***** PROVIDED RECORDS

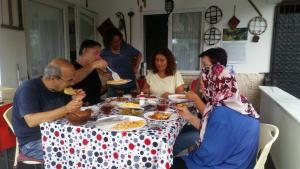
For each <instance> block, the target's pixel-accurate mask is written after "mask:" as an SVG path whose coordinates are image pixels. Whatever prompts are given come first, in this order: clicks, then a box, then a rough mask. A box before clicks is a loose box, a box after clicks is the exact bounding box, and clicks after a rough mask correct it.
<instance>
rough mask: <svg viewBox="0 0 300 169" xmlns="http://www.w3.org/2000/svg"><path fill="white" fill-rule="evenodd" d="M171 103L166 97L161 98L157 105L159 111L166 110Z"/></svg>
mask: <svg viewBox="0 0 300 169" xmlns="http://www.w3.org/2000/svg"><path fill="white" fill-rule="evenodd" d="M168 106H169V104H168V101H167V100H166V99H161V100H159V103H158V104H157V105H156V110H157V111H165V110H166V109H167V108H168Z"/></svg>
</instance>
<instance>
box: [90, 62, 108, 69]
mask: <svg viewBox="0 0 300 169" xmlns="http://www.w3.org/2000/svg"><path fill="white" fill-rule="evenodd" d="M107 65H108V64H107V62H106V61H105V60H104V59H100V60H96V61H94V62H93V63H92V68H93V69H100V70H102V71H104V72H106V67H107Z"/></svg>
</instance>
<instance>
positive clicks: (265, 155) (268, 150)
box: [254, 123, 279, 169]
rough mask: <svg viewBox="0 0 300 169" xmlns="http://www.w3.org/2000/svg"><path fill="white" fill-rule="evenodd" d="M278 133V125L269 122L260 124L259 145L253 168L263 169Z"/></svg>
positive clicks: (254, 168)
mask: <svg viewBox="0 0 300 169" xmlns="http://www.w3.org/2000/svg"><path fill="white" fill-rule="evenodd" d="M278 135H279V129H278V127H276V126H274V125H271V124H265V123H261V124H260V134H259V147H258V152H257V157H256V159H257V160H256V164H255V167H254V169H264V168H265V163H266V161H267V158H268V154H269V152H270V150H271V147H272V145H273V143H274V142H275V141H276V139H277V138H278Z"/></svg>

**********

WORK INSTRUCTIONS:
Please render the records above as a JSON list of strings, one string per line, with blank lines skipped and the pictures left out.

SOLVED PROBLEM:
[
  "For each <instance> block, the target's pixel-accurate mask is written after \"mask:\" as an SVG path whose coordinates are image pixels. Whatever prompts are given come first, in this order: clicks, then a box, then a rough mask. A box before clicks is a loose box, a box after clicks is the exact bounding box, and clicks after a rough mask correct it.",
  "<instance>",
  "rough mask: <svg viewBox=\"0 0 300 169\" xmlns=\"http://www.w3.org/2000/svg\"><path fill=\"white\" fill-rule=\"evenodd\" d=\"M171 103L166 97L161 98L157 105L159 111L166 110Z\"/></svg>",
  "mask: <svg viewBox=\"0 0 300 169\" xmlns=\"http://www.w3.org/2000/svg\"><path fill=\"white\" fill-rule=\"evenodd\" d=\"M168 106H169V104H168V101H167V100H166V99H161V100H159V103H158V104H157V105H156V110H157V111H165V110H166V109H167V108H168Z\"/></svg>",
  "</instance>",
  "<instance>",
  "box: [90, 62, 108, 69]",
  "mask: <svg viewBox=\"0 0 300 169\" xmlns=\"http://www.w3.org/2000/svg\"><path fill=\"white\" fill-rule=\"evenodd\" d=\"M107 65H108V64H107V62H106V61H105V60H104V59H100V60H96V61H94V62H93V63H92V68H93V69H100V70H102V71H104V72H106V67H107Z\"/></svg>",
  "</instance>",
  "<instance>",
  "positive clicks: (265, 155) (268, 150)",
  "box: [254, 123, 279, 169]",
  "rough mask: <svg viewBox=\"0 0 300 169\" xmlns=\"http://www.w3.org/2000/svg\"><path fill=\"white\" fill-rule=\"evenodd\" d=\"M278 133V125L269 122L260 124L259 145L253 168L263 169Z\"/></svg>",
  "positive clicks: (254, 168)",
  "mask: <svg viewBox=\"0 0 300 169\" xmlns=\"http://www.w3.org/2000/svg\"><path fill=\"white\" fill-rule=\"evenodd\" d=\"M278 135H279V129H278V127H276V126H274V125H271V124H265V123H261V124H260V134H259V147H258V152H257V157H256V159H257V160H256V164H255V167H254V169H264V168H265V163H266V161H267V158H268V154H269V152H270V150H271V147H272V145H273V143H274V142H275V141H276V139H277V138H278Z\"/></svg>"
]